Questions on the material =
1) For each statement about the article on the canceled spring sports season, answer yes or no depending on whether the article supports it, and quote the deciding words. (a) Harrington plans to visit her 22 seniors to hand out their awards. (b) La Plata baseball entered the 2020 spring as the defending Class 3A state champions. (c) Shook attended the drive-thru luncheon for the Wolverines girls basketball team.
2) Please retype the article on the canceled spring sports season, starting at "La Plata head" and ending at "missed the most.".
[[ Given text open ]]
When it finally became official that the spring season for athletes in the Southern Maryland Athletic Conference was canceled due to the coronavirus pandemic, it was not only the players who were disappointed their various sports seasons had ended.
Throughout the spring, as the resumption of the school year and sports seasons were delayed several times before being canceled altogether, various SMAC coaches had expressed their desires to see their players in a group setting. Some even hinted that one week of practice, regardless of any games taking place thereafter, would bring some closure to the season.
Huntingtown High School head track and field coach Valerie Harrington has spent the previous 32 seasons watching the state outdoor track and field championships on Memorial Day weekend until this past one. It was a fitting end to an odd spring season in which teams may have started practices but never had the opportunity to compete.
“Every time they kept delaying the start of the season, I kept thinking it would eventually start at some point,” Harrington said. “I kept my hopes up that the season would start in April or maybe early May. I really only needed two meets — regions and states. I’m going to miss all of my seniors, 18 boys and four girls. They won’t get the season back.”
Last Friday, Harrington reminded her track athletes that that date marked the scheduled start of this year’s state championships at Morgan State University. Of course, the weekend’s activities were canceled several weeks earlier, but Harrington still has plans to see her 22 seniors one last time, even if not in a group setting.
“Normally, right after the state meet we have our awards banquet,” Harrington said. “Of course, that won’t happen this year. But I still plan to visit every senior and give them all of their awards. I want to see them one more time and just see their faces one last time and be able to personally thank them individually for everything they did for Huntingtown and the track team.”
La Plata head baseball coach John Childers had also eagerly looked to the start of the 2020 spring season since his squad arrived as the defending Class 2A state champions and returned senior standout Ryan Calvert, a University of North Carolina Wilmington recruit, and starters Tyler Moody, Brandon DeAtley and Mason Stein. But it wasn’t necessarily the title pursuit that Childers missed the most.
“It was definitely a strange spring,” Childers said. “You get accustomed to talking to your players every day at practice and at games and you always look for ways to make them better players. But not being able to interact with them personally was really different. You can only say so much in an email or a text message. If you don’t get to see them face-to-face, then something is missing.”
Westlake head track and field coach Beth Shook watched her boys team perform well during the indoor season and had seen her school’s girls basketball team earn a berth in the 2A state semifinals, which never got played as the state boys and girls basketball tournaments were canceled along with spring sports. Shook was on hand when the Wolverines girls celebrated their successful season at a drive-thru luncheon at the school last Wednesday.
“My heart breaks for the athletes missing this last season and the basketball players that didn’t get to finish their season,” Shook said. “They are a resilient bunch of kids and I expect great things from them in the future.”
Leonardtown boys basketball completed its season just before the coronavirus pandemic started closing schools across the area and the nation, but the effects are still felt for teams out of season.
[[ Given text closed ]]
[[ Stored data open ]]
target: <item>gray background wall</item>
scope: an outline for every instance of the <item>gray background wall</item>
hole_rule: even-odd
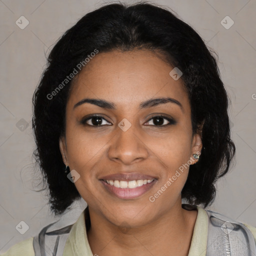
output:
[[[218,182],[215,202],[208,208],[256,226],[256,1],[152,2],[176,12],[218,54],[222,78],[232,101],[237,153],[236,165]],[[32,96],[48,48],[86,13],[104,2],[0,0],[0,253],[56,220],[44,193],[33,191],[38,180],[32,157]],[[26,24],[24,18],[20,24],[22,16],[29,21],[23,30],[16,24],[18,20],[20,26]],[[221,24],[226,16],[234,22],[228,29]],[[226,26],[231,24],[224,20]],[[74,222],[86,205],[84,201],[75,204],[63,220]],[[22,220],[29,226],[24,234],[16,228]]]

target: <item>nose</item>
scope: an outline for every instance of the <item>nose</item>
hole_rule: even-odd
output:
[[ Stored data closed ]]
Answers =
1)
(a) Yes: "Harrington still has plans to see her 22 seniors one last time" and "I still plan to visit every senior and give them all of their awards."
(b) No: "his squad arrived as the defending Class 2A state champions"
(c) Yes: "Shook was on hand when the Wolverines girls celebrated their successful season at a drive-thru luncheon at the school last Wednesday."

2)
La Plata head baseball coach John Childers had also eagerly looked to the start of the 2020 spring season since his squad arrived as the defending Class 2A state champions and returned senior standout Ryan Calvert, a University of North Carolina Wilmington recruit, and starters Tyler Moody, Brandon DeAtley and Mason Stein. But it wasn’t necessarily the title pursuit that Childers missed the most.